*CONSEGNA*
Riporta tutte le righe dell'elenco qui sotto senza cambiare nulla.

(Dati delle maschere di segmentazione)
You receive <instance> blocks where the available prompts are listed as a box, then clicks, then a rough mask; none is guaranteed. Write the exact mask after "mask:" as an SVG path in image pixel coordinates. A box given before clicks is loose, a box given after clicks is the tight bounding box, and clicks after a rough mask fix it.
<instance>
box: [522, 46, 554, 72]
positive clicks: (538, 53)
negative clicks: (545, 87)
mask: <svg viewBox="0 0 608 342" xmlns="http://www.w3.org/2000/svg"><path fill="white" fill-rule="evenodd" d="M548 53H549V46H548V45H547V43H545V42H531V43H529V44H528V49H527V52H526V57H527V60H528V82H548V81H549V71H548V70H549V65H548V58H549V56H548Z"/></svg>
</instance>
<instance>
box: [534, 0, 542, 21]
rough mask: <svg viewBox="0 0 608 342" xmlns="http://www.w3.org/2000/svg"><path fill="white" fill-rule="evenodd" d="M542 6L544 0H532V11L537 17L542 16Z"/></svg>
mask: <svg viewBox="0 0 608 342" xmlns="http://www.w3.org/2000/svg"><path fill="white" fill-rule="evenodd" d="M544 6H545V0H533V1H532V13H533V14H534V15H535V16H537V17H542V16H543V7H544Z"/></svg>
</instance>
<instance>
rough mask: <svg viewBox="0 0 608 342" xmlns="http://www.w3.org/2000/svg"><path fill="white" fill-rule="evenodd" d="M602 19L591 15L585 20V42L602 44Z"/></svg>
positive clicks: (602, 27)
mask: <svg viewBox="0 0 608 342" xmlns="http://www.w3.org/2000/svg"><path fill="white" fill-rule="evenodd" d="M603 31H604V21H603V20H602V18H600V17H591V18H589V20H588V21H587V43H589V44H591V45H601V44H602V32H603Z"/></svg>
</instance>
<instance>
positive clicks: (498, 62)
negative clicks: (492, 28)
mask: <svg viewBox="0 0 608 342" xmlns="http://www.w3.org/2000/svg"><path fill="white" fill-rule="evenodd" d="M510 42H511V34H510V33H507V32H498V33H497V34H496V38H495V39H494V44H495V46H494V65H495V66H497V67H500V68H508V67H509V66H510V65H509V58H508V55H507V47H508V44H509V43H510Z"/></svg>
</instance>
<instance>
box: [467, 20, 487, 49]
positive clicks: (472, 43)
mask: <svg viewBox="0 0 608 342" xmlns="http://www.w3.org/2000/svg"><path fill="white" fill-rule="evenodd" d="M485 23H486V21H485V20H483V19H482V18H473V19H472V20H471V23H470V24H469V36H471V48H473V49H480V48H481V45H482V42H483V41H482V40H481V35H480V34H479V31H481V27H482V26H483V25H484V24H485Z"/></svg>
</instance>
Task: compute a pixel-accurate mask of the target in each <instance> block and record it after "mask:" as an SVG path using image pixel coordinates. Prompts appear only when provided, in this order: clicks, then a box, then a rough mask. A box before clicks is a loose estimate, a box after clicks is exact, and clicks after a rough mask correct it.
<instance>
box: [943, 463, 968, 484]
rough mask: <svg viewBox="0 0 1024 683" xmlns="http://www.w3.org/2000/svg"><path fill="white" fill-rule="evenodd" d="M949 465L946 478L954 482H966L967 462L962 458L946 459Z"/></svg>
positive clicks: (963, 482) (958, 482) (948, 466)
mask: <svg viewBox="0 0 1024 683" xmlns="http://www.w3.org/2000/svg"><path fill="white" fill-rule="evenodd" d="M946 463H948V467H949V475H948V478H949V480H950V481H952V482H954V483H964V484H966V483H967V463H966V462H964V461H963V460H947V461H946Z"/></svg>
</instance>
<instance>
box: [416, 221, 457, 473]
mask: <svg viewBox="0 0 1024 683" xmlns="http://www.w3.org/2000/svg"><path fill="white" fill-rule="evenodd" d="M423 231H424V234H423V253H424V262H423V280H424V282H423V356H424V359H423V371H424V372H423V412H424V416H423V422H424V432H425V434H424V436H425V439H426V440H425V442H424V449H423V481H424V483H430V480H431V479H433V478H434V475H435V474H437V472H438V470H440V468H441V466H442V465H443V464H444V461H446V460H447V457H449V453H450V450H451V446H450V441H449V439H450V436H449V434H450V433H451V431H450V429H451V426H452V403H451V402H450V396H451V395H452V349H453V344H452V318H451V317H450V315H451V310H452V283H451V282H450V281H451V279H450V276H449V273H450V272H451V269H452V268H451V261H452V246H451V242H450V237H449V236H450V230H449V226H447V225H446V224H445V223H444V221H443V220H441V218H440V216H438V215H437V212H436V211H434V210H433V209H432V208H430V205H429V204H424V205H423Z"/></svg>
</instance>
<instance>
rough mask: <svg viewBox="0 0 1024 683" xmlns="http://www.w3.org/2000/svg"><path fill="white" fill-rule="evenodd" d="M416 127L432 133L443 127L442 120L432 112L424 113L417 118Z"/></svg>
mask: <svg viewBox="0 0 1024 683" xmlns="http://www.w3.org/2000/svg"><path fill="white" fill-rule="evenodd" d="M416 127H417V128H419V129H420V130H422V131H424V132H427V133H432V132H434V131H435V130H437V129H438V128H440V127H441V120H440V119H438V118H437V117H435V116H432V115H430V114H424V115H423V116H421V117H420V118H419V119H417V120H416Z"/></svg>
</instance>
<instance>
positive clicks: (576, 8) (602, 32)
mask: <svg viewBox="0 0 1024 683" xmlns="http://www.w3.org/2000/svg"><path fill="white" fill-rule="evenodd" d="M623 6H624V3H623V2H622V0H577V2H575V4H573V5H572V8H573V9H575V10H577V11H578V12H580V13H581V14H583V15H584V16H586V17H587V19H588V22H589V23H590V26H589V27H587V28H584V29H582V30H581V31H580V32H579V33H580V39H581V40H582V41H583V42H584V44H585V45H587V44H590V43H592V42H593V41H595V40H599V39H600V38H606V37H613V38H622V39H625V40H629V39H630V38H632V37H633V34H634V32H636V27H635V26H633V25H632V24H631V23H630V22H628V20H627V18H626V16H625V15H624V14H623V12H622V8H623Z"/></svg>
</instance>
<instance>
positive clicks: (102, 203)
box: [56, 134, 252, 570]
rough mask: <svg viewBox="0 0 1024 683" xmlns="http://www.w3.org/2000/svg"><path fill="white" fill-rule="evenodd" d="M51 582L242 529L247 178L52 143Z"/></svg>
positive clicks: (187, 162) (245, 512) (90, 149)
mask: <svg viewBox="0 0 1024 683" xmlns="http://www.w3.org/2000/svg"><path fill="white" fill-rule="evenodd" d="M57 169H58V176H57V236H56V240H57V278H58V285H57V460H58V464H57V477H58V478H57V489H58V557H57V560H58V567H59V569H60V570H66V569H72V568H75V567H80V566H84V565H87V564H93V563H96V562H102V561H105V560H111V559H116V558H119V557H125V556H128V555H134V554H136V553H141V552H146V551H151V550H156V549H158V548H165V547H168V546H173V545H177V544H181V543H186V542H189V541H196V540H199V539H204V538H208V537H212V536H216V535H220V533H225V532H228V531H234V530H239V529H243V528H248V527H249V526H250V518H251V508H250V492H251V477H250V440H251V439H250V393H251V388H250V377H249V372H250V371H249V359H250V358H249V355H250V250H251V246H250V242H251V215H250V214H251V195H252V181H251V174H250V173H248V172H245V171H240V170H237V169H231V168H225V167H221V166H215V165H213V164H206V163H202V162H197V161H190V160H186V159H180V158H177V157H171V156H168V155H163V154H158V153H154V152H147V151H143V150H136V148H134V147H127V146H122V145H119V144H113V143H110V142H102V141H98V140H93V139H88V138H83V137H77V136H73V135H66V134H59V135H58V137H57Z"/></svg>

*RISULTATO*
You receive <instance> blocks where the available prompts are listed as a box, then clicks, then a rough mask; none is guaranteed. Write the exact mask after "mask:" as an SVG path in image pixel coordinates. A box given before clicks is loose, a box given after clicks is the tight bounding box, and clicks after a rough mask fix it.
<instance>
box: [522, 46, 554, 72]
positive clicks: (538, 53)
negative clicks: (545, 87)
mask: <svg viewBox="0 0 608 342" xmlns="http://www.w3.org/2000/svg"><path fill="white" fill-rule="evenodd" d="M548 53H549V46H548V45H547V43H545V42H531V43H529V44H528V49H527V52H526V57H527V60H528V82H548V81H549V71H548V70H549V65H548V58H549V56H548Z"/></svg>
</instance>
<instance>
box: [534, 0, 542, 21]
rough mask: <svg viewBox="0 0 608 342" xmlns="http://www.w3.org/2000/svg"><path fill="white" fill-rule="evenodd" d="M542 6L544 0H532V11L537 17L542 16Z"/></svg>
mask: <svg viewBox="0 0 608 342" xmlns="http://www.w3.org/2000/svg"><path fill="white" fill-rule="evenodd" d="M544 6H545V0H533V1H532V13H533V14H534V15H535V16H537V17H542V16H543V7H544Z"/></svg>
</instance>
<instance>
rough mask: <svg viewBox="0 0 608 342" xmlns="http://www.w3.org/2000/svg"><path fill="white" fill-rule="evenodd" d="M602 19L591 15L585 20V42L602 44Z"/></svg>
positive clicks: (602, 27)
mask: <svg viewBox="0 0 608 342" xmlns="http://www.w3.org/2000/svg"><path fill="white" fill-rule="evenodd" d="M603 31H604V21H603V20H602V18H600V17H591V18H589V20H588V21H587V43H589V44H591V45H601V44H602V32H603Z"/></svg>
</instance>
<instance>
positive clicks: (498, 62)
negative clicks: (492, 28)
mask: <svg viewBox="0 0 608 342" xmlns="http://www.w3.org/2000/svg"><path fill="white" fill-rule="evenodd" d="M510 42H511V34H510V33H507V32H498V33H497V34H496V38H495V39H494V44H495V46H494V65H495V66H497V67H500V68H508V67H509V66H510V65H509V58H508V55H507V47H508V44H509V43H510Z"/></svg>
</instance>
<instance>
box: [467, 20, 487, 49]
positive clicks: (472, 43)
mask: <svg viewBox="0 0 608 342" xmlns="http://www.w3.org/2000/svg"><path fill="white" fill-rule="evenodd" d="M485 23H486V21H485V20H483V19H482V18H473V19H472V20H471V23H470V24H469V36H471V48H473V49H480V48H481V45H482V42H483V41H482V40H481V35H480V34H479V31H481V27H482V26H483V25H484V24H485Z"/></svg>
</instance>
Task: compute a pixel-accurate mask of the target in each <instance> block and record it after "mask:" as an SVG path using image pixel coordinates. Prompts appear only when provided, in this order: clicks, then a box, then a rough mask. A box before clicks is a loose estimate, a box after clicks is exact, and clicks after a rough mask correct it.
<instance>
box: [943, 463, 968, 484]
rough mask: <svg viewBox="0 0 1024 683" xmlns="http://www.w3.org/2000/svg"><path fill="white" fill-rule="evenodd" d="M949 465L946 478L954 482H966L967 462L962 458L946 459Z"/></svg>
positive clicks: (963, 482) (958, 482) (948, 466)
mask: <svg viewBox="0 0 1024 683" xmlns="http://www.w3.org/2000/svg"><path fill="white" fill-rule="evenodd" d="M946 463H948V467H949V475H948V478H949V480H950V481H952V482H954V483H964V484H966V483H967V463H966V462H964V461H963V460H947V461H946Z"/></svg>
</instance>
<instance>
box: [416, 221, 457, 473]
mask: <svg viewBox="0 0 1024 683" xmlns="http://www.w3.org/2000/svg"><path fill="white" fill-rule="evenodd" d="M423 231H424V234H423V253H424V262H423V280H424V282H423V356H424V359H423V371H424V372H423V412H424V416H423V422H424V432H425V434H424V436H425V439H426V440H425V442H424V449H423V481H424V483H430V480H431V479H433V478H434V475H435V474H437V472H438V470H440V468H441V466H442V465H443V464H444V461H446V460H447V457H449V453H450V450H451V446H450V441H449V439H450V436H449V434H450V433H451V431H450V429H451V426H452V403H451V402H450V396H451V395H452V349H453V344H452V318H451V317H450V315H451V310H452V283H451V282H450V281H451V279H450V276H449V273H450V272H451V269H452V268H451V261H452V246H451V242H450V237H449V236H450V230H449V226H447V225H446V224H445V223H444V221H443V220H441V218H440V216H438V215H437V212H436V211H434V210H433V209H432V208H430V205H429V204H424V205H423Z"/></svg>
</instance>
<instance>
rough mask: <svg viewBox="0 0 1024 683" xmlns="http://www.w3.org/2000/svg"><path fill="white" fill-rule="evenodd" d="M416 127L432 133L443 127L442 120L432 112L424 113L417 118Z"/></svg>
mask: <svg viewBox="0 0 1024 683" xmlns="http://www.w3.org/2000/svg"><path fill="white" fill-rule="evenodd" d="M416 127H417V128H419V129H420V130H422V131H424V132H427V133H432V132H434V131H435V130H437V129H438V128H440V127H441V120H440V119H438V118H437V117H435V116H432V115H430V114H424V115H423V116H421V117H420V118H419V119H417V120H416Z"/></svg>
</instance>
<instance>
positive clicks: (576, 8) (602, 32)
mask: <svg viewBox="0 0 1024 683" xmlns="http://www.w3.org/2000/svg"><path fill="white" fill-rule="evenodd" d="M623 6H624V3H623V2H622V0H577V2H575V4H573V5H572V8H573V9H575V10H577V11H578V12H580V13H581V14H583V15H584V16H586V17H587V19H588V22H589V23H590V26H589V27H587V28H584V29H582V30H581V31H580V32H579V33H580V39H581V40H582V41H583V42H584V44H585V45H587V44H590V43H592V42H593V41H595V40H599V39H600V38H606V37H613V38H622V39H625V40H629V39H630V38H632V37H633V34H634V32H636V27H635V26H633V25H632V24H631V23H630V22H628V20H627V18H626V16H625V15H624V14H623V12H622V8H623Z"/></svg>
</instance>
<instance>
positive clicks: (102, 203)
box: [56, 134, 252, 570]
rough mask: <svg viewBox="0 0 1024 683" xmlns="http://www.w3.org/2000/svg"><path fill="white" fill-rule="evenodd" d="M51 582L242 529L247 178L52 143Z"/></svg>
positive clicks: (187, 162) (245, 512) (90, 149)
mask: <svg viewBox="0 0 1024 683" xmlns="http://www.w3.org/2000/svg"><path fill="white" fill-rule="evenodd" d="M57 169H58V176H57V236H56V240H57V278H58V285H57V460H58V464H57V477H58V478H57V489H58V557H57V560H58V567H59V569H60V570H66V569H72V568H75V567H80V566H84V565H87V564H93V563H96V562H102V561H105V560H111V559H116V558H119V557H125V556H128V555H134V554H136V553H141V552H146V551H151V550H156V549H158V548H165V547H168V546H173V545H177V544H181V543H186V542H189V541H196V540H199V539H204V538H208V537H212V536H216V535H220V533H225V532H228V531H234V530H239V529H243V528H248V527H249V526H250V518H251V508H250V492H251V477H250V440H251V439H250V393H251V388H250V377H249V372H250V371H249V359H250V358H249V355H250V250H251V246H250V242H251V215H250V214H251V195H252V181H251V174H250V173H248V172H245V171H240V170H237V169H231V168H225V167H221V166H215V165H213V164H206V163H202V162H197V161H190V160H186V159H180V158H177V157H171V156H168V155H163V154H158V153H154V152H147V151H143V150H136V148H134V147H127V146H122V145H119V144H113V143H110V142H102V141H98V140H93V139H88V138H83V137H77V136H73V135H66V134H59V135H58V137H57Z"/></svg>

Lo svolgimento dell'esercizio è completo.